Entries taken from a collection
- - -

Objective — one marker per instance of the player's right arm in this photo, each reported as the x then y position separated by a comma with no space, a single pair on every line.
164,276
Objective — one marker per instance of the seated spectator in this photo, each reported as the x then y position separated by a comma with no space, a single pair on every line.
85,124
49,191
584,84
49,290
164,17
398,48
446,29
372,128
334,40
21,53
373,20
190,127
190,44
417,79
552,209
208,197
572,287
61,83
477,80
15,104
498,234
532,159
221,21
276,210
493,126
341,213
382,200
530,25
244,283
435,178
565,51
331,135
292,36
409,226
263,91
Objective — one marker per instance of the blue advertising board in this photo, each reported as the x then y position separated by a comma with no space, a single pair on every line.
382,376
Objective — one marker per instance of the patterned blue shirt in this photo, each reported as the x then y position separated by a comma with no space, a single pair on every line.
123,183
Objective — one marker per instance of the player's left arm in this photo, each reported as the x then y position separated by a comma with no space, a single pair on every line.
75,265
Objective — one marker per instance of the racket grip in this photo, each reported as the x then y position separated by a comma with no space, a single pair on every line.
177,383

- - -

**Direction:**
Print the records above exactly as they appear.

**Solution for this problem:**
Objective — one marker per instance of the player's right arm in this photo, each reported as the x then y position separated by a comma with no space, a single pair on every line.
164,276
Objective — one marker per instance of the seated spectator in this photo, each reported as the x then y position separated by a comma with no space, a single pair on every line.
85,124
49,191
584,84
49,290
164,17
398,48
446,29
372,128
334,40
21,53
373,20
190,127
190,44
417,79
552,209
208,197
572,287
61,83
477,80
15,104
498,234
532,159
221,21
276,210
493,126
341,213
382,200
530,25
244,283
435,178
565,51
331,135
292,36
409,226
263,91
Objective — one marker per instance of the blue advertising board in this photo, each reported as the x then y position separated by a comma with no space, a single pair on every line.
382,376
Objective — one marker per instance of the patterned blue shirt in this photo, each reported as the x then y position separated by a comma with no space, a single pair on every line.
123,183
Objective — one marker per instance of the player's left arm in this photo, each reported as the x then y position separated by a comma with no space, a single pair on every line.
75,265
Objective — one marker per instance of the racket grip in this photo, each reported as the x then y position separated by a comma with no space, a single pair on every line.
177,383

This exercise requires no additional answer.